== Activity ==
Restate, exactly and without pictures, the lines from the start of the listing below through the line holding "One marker per instance, written like [(552, 338)].".

↓↓↓

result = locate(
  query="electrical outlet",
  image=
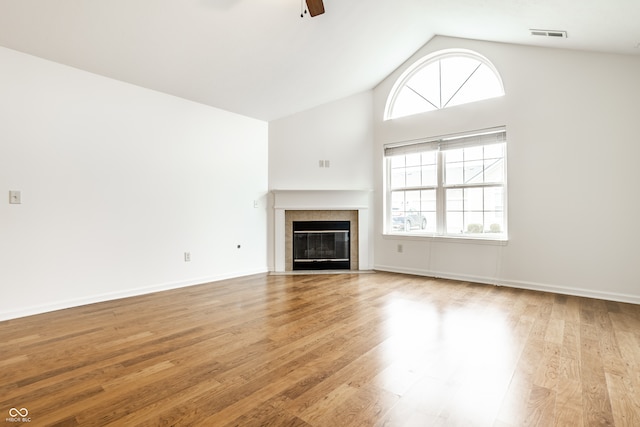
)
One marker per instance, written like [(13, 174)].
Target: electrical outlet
[(15, 197)]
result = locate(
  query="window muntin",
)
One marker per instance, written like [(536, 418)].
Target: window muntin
[(448, 187), (441, 80)]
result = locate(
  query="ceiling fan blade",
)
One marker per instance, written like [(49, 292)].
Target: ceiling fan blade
[(315, 7)]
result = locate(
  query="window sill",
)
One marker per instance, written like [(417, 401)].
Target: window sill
[(448, 239)]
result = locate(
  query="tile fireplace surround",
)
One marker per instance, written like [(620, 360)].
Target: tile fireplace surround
[(311, 205)]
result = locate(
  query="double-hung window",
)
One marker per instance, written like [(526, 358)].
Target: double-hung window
[(452, 186)]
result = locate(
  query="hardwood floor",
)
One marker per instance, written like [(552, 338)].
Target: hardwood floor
[(376, 349)]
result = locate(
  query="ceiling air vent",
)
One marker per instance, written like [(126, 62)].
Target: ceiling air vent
[(549, 33)]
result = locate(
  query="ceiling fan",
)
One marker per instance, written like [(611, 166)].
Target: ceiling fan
[(315, 7)]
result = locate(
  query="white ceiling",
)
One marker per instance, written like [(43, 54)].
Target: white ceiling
[(259, 58)]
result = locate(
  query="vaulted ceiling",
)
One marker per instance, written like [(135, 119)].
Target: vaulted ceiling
[(259, 58)]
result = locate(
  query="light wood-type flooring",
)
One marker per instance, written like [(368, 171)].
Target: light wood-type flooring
[(377, 349)]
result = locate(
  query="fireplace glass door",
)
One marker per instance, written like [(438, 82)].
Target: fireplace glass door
[(321, 245)]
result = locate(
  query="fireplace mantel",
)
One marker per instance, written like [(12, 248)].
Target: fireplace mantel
[(321, 200)]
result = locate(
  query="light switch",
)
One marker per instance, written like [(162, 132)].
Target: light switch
[(15, 197)]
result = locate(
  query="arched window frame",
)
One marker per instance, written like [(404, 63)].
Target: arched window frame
[(425, 62)]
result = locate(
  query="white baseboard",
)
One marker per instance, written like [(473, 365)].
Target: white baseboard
[(519, 284), (93, 299)]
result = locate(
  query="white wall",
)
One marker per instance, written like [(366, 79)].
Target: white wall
[(573, 198), (117, 183), (341, 132)]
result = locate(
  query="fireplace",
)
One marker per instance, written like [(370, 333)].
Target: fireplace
[(321, 245), (291, 206)]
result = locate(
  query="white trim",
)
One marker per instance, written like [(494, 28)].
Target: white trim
[(110, 296), (517, 284)]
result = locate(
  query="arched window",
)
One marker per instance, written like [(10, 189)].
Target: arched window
[(443, 79)]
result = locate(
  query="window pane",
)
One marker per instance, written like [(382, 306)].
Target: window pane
[(473, 222), (455, 223), (473, 153), (455, 72), (456, 155), (429, 175), (444, 81), (494, 170), (473, 172), (474, 196), (494, 199), (398, 161), (398, 178), (413, 176), (413, 159), (473, 199), (426, 82), (455, 200), (453, 173), (482, 85)]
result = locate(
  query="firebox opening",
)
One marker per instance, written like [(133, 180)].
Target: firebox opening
[(321, 245)]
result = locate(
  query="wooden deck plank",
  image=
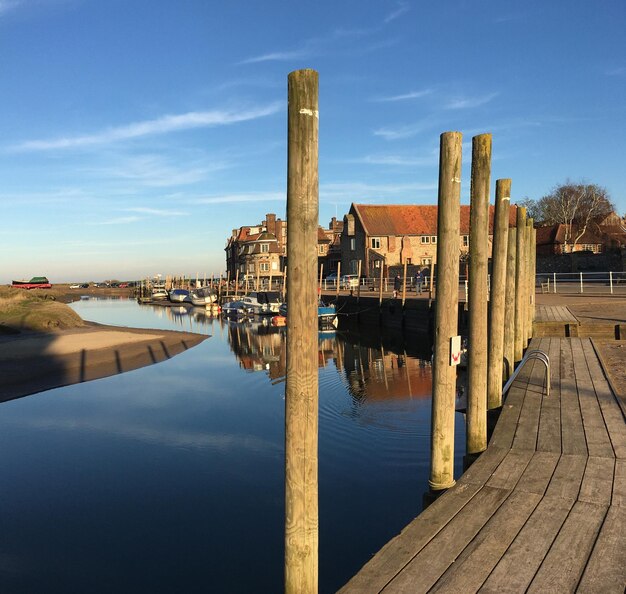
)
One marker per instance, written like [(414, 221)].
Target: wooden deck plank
[(572, 432), (606, 570), (549, 436), (598, 442), (434, 559), (567, 477), (509, 472), (399, 551), (619, 484), (611, 410), (518, 565), (565, 562), (597, 485), (475, 563)]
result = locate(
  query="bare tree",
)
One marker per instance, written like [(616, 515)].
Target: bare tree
[(577, 207)]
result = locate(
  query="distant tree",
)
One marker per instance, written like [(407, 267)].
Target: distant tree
[(577, 206)]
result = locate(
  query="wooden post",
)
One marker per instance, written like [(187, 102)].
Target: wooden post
[(404, 283), (319, 290), (509, 305), (519, 288), (530, 279), (444, 375), (301, 391), (498, 293), (479, 245)]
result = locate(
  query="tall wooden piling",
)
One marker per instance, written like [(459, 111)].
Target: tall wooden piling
[(478, 295), (530, 278), (519, 284), (509, 305), (444, 375), (498, 293), (301, 391)]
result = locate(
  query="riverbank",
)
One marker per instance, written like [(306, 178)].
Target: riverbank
[(45, 344)]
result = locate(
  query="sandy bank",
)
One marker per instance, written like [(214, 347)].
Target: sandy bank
[(31, 363)]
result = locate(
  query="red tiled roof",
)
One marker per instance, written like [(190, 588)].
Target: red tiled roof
[(412, 219)]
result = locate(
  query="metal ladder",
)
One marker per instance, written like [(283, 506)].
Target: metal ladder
[(532, 354)]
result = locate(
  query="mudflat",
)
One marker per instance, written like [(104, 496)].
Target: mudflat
[(33, 362)]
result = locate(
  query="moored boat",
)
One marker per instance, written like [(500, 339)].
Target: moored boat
[(203, 296), (179, 295), (37, 282)]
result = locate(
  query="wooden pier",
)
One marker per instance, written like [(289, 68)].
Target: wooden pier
[(542, 509)]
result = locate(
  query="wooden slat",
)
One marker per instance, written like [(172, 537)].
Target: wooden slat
[(611, 410), (597, 485), (606, 570), (567, 477), (435, 558), (519, 564), (399, 551), (572, 433), (476, 562), (598, 442), (619, 484), (510, 470), (565, 562)]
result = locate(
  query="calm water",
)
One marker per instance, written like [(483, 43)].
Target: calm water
[(170, 478)]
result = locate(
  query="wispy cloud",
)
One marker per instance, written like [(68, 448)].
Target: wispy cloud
[(158, 212), (621, 71), (155, 171), (399, 160), (314, 46), (117, 221), (233, 198), (404, 96), (362, 192), (162, 125), (469, 102), (405, 131), (402, 7)]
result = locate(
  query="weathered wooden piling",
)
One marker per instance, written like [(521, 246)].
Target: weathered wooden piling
[(478, 295), (530, 278), (519, 284), (498, 293), (301, 391), (444, 375), (509, 305)]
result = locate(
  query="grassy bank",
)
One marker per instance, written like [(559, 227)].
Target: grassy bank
[(35, 311)]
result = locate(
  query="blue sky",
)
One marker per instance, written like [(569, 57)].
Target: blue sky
[(136, 134)]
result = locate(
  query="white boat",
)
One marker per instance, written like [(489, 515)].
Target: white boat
[(203, 296), (264, 302), (179, 295)]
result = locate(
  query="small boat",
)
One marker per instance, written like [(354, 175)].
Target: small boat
[(326, 316), (240, 307), (37, 282), (203, 296), (179, 296), (264, 302)]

↑↑↑

== Response ==
result = locate(
  query="electrical outlet",
  image=
)
One marker per instance, written like [(13, 174)].
Target: electrical outlet
[(15, 197)]
result = locate(
  query="window muntin",
)
One marker per instance, written like [(536, 418)].
Target: window muntin
[(448, 187), (441, 80)]
result = locate(
  query="ceiling fan blade",
)
One marker per instance, written like [(49, 292)].
Target: ceiling fan blade
[(315, 7)]
result = locate(
  query="window sill",
)
One marker per instance, written like [(417, 401)].
Target: window sill
[(448, 239)]
result = locate(
  query="tile fireplace surround",
)
One marker per instance, written like [(620, 360)].
Target: tile fireplace surround
[(311, 205)]
result = locate(
  query="double-hung window",
)
One marker per instance, written like [(526, 358)].
Target: double-hung window
[(452, 186)]
result = locate(
  query="hardwood floor",
)
One marker per instance, written like [(552, 338)].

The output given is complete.